[Dataset excerpts]
Content starts

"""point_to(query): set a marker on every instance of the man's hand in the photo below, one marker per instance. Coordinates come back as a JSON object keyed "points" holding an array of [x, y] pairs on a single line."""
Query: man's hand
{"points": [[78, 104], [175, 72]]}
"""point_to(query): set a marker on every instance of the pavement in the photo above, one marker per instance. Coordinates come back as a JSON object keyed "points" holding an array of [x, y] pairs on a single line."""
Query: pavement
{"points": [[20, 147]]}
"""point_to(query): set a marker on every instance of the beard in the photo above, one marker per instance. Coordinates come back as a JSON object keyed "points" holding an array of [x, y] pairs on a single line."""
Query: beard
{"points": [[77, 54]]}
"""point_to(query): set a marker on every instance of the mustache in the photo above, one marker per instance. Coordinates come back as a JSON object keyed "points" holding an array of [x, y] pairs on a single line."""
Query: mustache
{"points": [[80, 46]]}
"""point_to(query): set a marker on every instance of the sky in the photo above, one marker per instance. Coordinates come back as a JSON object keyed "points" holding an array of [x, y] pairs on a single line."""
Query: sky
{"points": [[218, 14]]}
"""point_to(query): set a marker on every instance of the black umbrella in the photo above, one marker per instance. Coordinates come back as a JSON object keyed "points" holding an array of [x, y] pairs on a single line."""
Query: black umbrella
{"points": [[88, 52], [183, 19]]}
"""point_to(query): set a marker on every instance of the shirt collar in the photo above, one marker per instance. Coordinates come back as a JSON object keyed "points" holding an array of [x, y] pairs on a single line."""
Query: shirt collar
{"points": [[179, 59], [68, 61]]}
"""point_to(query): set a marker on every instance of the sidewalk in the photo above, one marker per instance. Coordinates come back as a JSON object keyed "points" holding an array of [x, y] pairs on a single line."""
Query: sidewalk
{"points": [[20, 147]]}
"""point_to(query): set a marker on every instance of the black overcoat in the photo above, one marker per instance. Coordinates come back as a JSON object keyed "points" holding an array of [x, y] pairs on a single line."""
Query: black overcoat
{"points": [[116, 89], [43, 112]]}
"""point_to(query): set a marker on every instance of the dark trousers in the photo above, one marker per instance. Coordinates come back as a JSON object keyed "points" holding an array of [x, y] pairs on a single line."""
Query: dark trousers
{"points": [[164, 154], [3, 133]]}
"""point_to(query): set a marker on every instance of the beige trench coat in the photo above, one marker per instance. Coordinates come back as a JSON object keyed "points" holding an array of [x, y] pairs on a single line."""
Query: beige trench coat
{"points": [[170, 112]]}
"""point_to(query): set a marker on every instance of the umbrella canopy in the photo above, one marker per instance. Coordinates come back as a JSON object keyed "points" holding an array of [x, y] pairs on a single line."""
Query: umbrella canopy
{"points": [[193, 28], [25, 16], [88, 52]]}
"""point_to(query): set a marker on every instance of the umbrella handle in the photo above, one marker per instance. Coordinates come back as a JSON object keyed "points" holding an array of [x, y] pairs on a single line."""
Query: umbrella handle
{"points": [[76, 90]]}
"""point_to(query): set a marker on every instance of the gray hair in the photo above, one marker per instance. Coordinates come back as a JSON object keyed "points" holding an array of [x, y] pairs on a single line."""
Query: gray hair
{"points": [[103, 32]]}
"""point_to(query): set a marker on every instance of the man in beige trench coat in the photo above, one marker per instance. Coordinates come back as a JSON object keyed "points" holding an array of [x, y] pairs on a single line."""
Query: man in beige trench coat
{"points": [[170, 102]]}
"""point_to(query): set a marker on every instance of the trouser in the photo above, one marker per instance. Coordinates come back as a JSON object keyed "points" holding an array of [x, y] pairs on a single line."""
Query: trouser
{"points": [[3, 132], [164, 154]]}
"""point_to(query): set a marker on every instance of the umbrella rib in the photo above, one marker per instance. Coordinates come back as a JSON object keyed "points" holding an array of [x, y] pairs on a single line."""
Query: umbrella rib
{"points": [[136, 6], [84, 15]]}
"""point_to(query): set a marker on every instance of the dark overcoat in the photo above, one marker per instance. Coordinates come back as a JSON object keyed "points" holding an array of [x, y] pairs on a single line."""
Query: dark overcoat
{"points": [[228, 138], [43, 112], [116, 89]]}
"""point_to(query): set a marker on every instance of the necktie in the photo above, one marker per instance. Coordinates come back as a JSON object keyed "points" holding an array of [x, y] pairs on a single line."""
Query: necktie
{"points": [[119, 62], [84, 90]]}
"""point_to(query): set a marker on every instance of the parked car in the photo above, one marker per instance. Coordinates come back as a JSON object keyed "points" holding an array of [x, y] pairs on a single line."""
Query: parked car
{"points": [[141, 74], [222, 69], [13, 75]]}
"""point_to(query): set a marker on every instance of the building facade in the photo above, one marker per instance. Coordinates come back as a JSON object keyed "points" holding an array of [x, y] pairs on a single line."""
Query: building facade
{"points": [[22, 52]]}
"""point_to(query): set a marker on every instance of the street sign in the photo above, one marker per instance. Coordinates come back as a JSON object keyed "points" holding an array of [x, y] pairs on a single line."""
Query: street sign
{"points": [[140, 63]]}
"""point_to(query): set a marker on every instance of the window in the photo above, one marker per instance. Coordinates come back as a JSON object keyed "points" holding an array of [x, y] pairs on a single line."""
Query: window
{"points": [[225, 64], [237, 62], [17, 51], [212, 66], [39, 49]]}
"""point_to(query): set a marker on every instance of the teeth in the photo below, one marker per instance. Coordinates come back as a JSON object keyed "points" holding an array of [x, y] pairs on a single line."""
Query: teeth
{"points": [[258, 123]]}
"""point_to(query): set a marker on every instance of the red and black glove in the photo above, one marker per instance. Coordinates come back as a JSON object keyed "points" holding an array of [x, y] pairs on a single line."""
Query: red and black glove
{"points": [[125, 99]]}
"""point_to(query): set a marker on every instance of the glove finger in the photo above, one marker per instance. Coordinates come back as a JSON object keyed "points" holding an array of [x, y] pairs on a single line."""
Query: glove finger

Content ends

#### DESCRIPTION OF THE TASK:
Starting with the line above that holds "Query: mustache" and stopping with the line that holds "of the shirt", reproduce each line exactly, omitting all other lines.

#### TASK ANSWER:
Query: mustache
{"points": [[80, 46]]}
"""point_to(query): set a marker on every instance of the sky in the photo above, one marker per instance. Coordinates come back as a JSON object keyed "points" holding an array of [x, y] pairs on a single line."""
Query: sky
{"points": [[218, 14]]}
"""point_to(query): set a marker on every instance of the black umbrella in the photo above, one marker per instance. Coordinates come back as a JSON object keyed "points" holding an array of [x, y] pairs on a single line."""
Query: black umbrella
{"points": [[88, 52], [183, 19]]}
"""point_to(query): set a marker on every instance of the shirt collar in the photo above, one marker per instance. Coordinates come back as a JSON object keyed "points" holding an array of [x, y] pairs on a single line."""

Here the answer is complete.